_Required work_
1. Duplicate the court opinion word for word, everything from "The plaintiff's superior" down to "reassigned to community relations.".
2. List every person the court opinion names.

_Document text_
## BEGIN

The opinion of the court was delivered by: CLARY
CLARY, Senior District Judge.
This suit is brought by a Polish-American against Bethlehem Steel Corporation claiming violation of his rights under Title VII of the Civil Rights Act of 1964, 42 U.S.C. 2000e et seq., to be free from national origin and race discrimination in employment. He seeks injunctive relief as well as reinstatement, back-pay and damages.
The case is the unfortunate result of a collision between a strong-willed young man and a large industrial organization. The plaintiff, John R. Sek, is the third generation of his family to work for Bethlehem Steel. His grandfather served for 50 years as a "rougher" and his father has some 30 years of service as a highly-skilled welder with Bethlehem.
The plaintiff accepted the position in the Industrial Relations Department, with reservations, and he asked to be considered for work in the Community Relations Department. Over the next few years, his interest in community relations work rose in proportion to the decline of his interest in industrial relations. Company records rated his performance as "above average" initially, but this declined to "average" by the end of a year and to "needs improvement" by the end of two years. At the end of three years, in June 1970, he was still rated "needs improvement", a substandard rating. During this period, company records also show that the plaintiff virtually barraged his superiors with requests to transfer to the Community Relations Department.
The plaintiff's superior during this period, William Groben, testified that the most serious deterioration in Mr. Sek's performance began in the latter half of 1968 after he was refused a transfer to community relations. Sometime in 1969, Mr. Sek's co-workers complained to Mr. Groben that the plaintiff was not carrying his share of the load. This led to a confrontation between Mr. Sek and Mr. Groben at which Mr. Sek admitted that he felt by doing a poor job in industrial relations he would be reassigned to community relations.
While Mr. Sek's status in the Industrial Relations Department stood in this posture, another young man, Woodrow E. Cooper, returned from military leave and began working in the department as a trainee in January of 1969. He was first rated as "below average," but in six months he moved up to "needs improvement" and in nine months to "average". By June of 1970, while Mr. Sek was rated "needs improvement" with the comment that he had a poor attitude and lacked industry, Mr. Cooper's ratings consistently were "average" with comments that he improved considerably, worked well with others and expressed interest in labor relations. In June of 1970, the records show he was considered "qualified for increased responsibility".
In October of 1970, the steel industry fell into an economic slump and Bethlehem's management decided to cut back on the company's labor force. This decision applied to the Industrial Relations Department as well as the rest of the company. As a result of a review of the performance of personnel in the department, Mr. Sek was terminated while Mr. Cooper was retained.

## END

_Dataset excerpts_
## BEGIN

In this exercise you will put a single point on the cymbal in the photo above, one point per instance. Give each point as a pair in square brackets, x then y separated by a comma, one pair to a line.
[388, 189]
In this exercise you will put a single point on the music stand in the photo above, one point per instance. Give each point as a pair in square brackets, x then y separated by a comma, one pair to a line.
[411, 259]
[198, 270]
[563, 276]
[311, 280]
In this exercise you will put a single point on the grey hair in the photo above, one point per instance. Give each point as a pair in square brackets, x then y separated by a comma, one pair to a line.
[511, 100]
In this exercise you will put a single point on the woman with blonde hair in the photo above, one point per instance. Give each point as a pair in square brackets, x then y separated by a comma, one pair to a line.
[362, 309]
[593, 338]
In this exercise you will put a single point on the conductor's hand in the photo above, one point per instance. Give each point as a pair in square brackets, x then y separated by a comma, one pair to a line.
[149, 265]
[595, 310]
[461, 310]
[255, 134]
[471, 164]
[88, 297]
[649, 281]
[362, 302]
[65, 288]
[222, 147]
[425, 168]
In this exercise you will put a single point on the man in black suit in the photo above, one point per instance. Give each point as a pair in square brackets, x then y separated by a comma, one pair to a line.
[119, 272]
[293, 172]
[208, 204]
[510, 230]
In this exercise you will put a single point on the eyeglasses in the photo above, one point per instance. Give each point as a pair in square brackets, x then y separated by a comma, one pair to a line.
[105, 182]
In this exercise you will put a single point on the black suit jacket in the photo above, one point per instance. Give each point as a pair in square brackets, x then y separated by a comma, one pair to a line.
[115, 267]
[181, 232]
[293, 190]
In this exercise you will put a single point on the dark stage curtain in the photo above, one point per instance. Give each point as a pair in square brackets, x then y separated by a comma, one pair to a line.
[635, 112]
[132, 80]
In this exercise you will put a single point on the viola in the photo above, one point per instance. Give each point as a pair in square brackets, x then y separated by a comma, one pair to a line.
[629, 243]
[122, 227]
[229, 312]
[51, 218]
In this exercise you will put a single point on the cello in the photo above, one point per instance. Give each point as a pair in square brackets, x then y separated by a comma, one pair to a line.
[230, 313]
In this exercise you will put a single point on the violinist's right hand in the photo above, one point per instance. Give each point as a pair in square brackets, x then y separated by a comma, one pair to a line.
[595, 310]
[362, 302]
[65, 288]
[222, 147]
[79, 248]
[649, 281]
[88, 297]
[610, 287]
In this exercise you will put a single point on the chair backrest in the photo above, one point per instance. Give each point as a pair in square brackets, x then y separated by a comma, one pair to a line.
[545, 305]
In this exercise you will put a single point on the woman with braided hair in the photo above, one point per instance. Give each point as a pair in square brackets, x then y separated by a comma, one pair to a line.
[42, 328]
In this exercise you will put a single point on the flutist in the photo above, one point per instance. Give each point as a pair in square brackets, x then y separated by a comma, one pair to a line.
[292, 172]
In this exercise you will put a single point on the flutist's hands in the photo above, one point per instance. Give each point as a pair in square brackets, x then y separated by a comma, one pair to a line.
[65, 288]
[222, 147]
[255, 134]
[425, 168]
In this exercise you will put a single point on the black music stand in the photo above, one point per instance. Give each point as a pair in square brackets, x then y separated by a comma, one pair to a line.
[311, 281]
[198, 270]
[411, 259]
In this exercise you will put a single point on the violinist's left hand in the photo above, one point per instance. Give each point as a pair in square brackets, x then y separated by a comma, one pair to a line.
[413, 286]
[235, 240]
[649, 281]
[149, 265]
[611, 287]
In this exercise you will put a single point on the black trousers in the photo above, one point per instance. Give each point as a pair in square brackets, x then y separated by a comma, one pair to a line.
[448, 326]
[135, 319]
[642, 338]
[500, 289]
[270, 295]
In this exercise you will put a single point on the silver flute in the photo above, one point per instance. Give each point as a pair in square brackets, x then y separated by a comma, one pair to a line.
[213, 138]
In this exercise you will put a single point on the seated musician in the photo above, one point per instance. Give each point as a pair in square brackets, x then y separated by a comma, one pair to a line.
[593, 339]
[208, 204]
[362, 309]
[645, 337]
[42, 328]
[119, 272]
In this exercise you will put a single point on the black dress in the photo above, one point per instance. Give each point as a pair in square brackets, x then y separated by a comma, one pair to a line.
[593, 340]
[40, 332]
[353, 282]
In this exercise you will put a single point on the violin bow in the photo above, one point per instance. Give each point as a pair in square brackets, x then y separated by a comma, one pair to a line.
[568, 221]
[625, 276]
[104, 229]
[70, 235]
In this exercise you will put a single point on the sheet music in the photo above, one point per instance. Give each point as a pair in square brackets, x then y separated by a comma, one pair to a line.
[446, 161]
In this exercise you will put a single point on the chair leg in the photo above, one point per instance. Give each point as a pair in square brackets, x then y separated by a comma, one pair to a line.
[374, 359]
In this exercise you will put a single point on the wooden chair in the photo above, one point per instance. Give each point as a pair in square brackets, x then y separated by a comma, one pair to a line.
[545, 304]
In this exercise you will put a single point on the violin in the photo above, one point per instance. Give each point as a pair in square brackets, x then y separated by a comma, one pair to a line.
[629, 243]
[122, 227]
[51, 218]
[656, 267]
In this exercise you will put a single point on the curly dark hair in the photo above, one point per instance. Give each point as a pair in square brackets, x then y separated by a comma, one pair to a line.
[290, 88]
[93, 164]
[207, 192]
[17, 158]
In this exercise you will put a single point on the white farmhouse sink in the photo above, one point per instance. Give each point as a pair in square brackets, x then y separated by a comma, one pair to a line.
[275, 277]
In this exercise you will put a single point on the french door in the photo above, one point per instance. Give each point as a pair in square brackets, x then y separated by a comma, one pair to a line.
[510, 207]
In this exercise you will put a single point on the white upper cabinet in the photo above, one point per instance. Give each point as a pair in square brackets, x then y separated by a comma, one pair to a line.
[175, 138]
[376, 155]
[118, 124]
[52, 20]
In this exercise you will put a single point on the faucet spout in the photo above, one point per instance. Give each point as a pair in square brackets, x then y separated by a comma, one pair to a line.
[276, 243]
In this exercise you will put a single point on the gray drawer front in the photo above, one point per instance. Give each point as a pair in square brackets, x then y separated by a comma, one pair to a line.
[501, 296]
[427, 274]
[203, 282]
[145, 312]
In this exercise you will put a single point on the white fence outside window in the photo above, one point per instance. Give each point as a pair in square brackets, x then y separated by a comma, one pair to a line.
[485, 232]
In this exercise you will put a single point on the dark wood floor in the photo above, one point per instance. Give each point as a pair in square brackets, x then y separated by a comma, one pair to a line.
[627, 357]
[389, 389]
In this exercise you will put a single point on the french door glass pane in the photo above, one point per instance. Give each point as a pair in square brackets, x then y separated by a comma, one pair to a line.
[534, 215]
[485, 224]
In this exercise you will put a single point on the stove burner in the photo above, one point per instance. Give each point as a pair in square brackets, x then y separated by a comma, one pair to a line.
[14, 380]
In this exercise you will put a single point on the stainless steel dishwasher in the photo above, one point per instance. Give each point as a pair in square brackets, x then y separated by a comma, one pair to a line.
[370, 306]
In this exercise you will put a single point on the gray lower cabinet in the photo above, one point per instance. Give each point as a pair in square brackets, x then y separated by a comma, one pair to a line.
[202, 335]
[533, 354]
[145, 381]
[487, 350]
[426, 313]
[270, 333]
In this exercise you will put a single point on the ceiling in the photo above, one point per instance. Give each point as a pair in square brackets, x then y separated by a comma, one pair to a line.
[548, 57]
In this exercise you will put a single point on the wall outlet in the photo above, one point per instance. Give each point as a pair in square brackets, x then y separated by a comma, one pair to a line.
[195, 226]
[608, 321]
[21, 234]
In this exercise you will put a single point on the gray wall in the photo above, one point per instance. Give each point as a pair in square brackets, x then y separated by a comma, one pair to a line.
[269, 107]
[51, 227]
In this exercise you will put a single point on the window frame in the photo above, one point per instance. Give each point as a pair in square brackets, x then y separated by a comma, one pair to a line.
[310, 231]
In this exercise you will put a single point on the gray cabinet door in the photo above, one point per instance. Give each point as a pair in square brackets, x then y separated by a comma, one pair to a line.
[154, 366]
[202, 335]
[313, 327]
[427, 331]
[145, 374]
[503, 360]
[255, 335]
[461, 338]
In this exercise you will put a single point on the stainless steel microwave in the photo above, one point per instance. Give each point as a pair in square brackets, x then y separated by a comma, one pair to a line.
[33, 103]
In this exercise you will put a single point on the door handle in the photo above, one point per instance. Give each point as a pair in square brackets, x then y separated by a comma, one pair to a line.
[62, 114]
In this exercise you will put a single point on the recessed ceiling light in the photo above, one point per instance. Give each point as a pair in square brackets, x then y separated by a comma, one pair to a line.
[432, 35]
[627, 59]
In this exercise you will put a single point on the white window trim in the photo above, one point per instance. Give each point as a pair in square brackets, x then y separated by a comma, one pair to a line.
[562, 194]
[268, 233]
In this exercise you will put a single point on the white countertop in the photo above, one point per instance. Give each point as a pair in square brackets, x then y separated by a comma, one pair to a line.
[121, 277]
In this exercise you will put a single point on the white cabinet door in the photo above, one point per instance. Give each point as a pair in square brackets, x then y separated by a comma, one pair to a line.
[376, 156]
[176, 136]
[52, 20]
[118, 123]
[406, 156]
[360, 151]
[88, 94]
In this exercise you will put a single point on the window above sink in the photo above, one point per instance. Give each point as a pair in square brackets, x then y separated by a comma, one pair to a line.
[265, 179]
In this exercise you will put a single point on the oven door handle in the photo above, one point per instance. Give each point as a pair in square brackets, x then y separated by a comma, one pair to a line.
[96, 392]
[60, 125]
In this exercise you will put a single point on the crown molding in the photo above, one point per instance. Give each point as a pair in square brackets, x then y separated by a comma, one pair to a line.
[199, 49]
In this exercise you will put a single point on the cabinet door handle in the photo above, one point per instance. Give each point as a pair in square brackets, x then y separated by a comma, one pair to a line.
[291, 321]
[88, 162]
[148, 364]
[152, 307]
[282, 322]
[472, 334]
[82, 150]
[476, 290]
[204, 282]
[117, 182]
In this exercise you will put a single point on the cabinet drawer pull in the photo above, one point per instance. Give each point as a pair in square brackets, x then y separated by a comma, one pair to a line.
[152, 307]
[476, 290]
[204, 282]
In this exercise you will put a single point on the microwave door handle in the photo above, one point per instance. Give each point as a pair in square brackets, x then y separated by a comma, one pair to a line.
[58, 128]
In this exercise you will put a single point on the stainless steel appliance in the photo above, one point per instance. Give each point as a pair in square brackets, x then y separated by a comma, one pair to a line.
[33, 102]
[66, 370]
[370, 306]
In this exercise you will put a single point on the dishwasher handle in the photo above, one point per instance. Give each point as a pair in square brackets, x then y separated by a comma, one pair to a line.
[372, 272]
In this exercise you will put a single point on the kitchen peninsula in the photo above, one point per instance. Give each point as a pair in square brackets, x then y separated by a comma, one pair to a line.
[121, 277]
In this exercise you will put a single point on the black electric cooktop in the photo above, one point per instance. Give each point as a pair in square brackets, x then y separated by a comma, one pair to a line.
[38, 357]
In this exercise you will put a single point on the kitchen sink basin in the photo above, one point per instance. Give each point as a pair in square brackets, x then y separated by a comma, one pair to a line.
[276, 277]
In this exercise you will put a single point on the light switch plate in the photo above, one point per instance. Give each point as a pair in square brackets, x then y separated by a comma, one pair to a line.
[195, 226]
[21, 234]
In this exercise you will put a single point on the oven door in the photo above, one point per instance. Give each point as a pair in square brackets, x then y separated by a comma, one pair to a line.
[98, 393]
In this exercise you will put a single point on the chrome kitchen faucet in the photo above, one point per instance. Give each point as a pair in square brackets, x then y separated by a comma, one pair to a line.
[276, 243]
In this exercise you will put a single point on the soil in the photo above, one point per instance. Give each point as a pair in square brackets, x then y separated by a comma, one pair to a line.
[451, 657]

## END

_The answers_
1.
The plaintiff's superior during this period, William Groben, testified that the most serious deterioration in Mr. Sek's performance began in the latter half of 1968 after he was refused a transfer to community relations. Sometime in 1969, Mr. Sek's co-workers complained to Mr. Groben that the plaintiff was not carrying his share of the load. This led to a confrontation between Mr. Sek and Mr. Groben at which Mr. Sek admitted that he felt by doing a poor job in industrial relations he would be reassigned to community relations.

2.
- Clary
- John R. Sek
- William Groben
- Woodrow E. Cooper